[Entries for locating named things]
<<<<
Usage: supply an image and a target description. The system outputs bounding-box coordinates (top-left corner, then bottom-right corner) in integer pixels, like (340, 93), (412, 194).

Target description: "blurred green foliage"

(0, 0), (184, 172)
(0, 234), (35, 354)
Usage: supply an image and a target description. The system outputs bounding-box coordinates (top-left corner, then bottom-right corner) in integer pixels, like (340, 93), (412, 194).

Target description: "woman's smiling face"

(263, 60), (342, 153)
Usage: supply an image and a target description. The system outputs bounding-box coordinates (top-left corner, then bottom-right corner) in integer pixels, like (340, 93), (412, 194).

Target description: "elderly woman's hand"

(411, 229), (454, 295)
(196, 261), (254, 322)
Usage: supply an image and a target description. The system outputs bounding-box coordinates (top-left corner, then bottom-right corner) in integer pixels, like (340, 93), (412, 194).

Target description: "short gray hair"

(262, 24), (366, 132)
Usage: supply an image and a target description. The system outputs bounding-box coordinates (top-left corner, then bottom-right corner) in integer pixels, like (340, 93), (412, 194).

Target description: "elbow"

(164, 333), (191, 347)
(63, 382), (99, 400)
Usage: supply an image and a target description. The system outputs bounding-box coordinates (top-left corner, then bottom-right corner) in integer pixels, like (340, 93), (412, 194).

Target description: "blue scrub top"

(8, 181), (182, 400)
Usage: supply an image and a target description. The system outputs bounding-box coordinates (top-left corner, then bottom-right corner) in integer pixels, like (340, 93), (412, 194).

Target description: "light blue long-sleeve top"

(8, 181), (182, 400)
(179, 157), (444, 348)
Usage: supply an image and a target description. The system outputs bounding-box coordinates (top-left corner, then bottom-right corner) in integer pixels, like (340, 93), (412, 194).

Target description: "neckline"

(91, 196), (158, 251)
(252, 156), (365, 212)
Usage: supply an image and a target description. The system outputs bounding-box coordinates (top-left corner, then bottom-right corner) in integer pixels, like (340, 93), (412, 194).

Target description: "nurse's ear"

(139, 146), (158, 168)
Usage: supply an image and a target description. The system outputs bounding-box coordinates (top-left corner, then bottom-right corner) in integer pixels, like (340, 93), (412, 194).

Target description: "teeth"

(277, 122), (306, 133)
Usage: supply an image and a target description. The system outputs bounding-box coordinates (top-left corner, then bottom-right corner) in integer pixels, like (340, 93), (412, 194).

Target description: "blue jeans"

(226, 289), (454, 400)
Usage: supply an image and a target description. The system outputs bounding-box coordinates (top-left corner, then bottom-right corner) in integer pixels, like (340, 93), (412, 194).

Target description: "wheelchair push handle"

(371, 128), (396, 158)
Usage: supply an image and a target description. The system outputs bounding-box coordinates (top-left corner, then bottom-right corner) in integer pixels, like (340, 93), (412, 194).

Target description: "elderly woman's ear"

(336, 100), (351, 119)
>>>>
■ **TO BE DONE**
Report every line in the rows above that contains the word "woman".

■ **WRITTEN ANSWER**
Target description: "woman's smiling face"
Target description: "elderly woman's hand"
Target description: "elderly woman's ear"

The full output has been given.